■ **YOUR ASSIGNMENT**
Omit the pictures, and output the rest of the entries exactly as written.

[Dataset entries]
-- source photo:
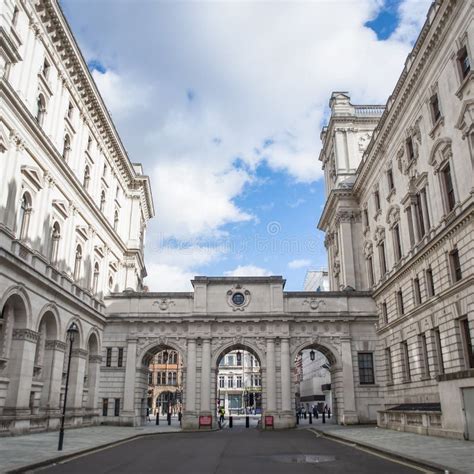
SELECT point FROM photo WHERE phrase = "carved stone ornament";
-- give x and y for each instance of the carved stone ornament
(313, 303)
(238, 298)
(164, 303)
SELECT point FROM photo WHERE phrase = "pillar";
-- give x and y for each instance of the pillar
(206, 377)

■ **RESULT OF THIS EXERCISE**
-- source photo:
SELECT point FROM photo WHERE phrase = "carved stone ornament";
-- give x and y for each instance of the carved stone ornament
(313, 303)
(238, 298)
(164, 303)
SELECT point FROM photo WHERE phrase = "pillar";
-- give x and y for each instance of the pillar
(206, 377)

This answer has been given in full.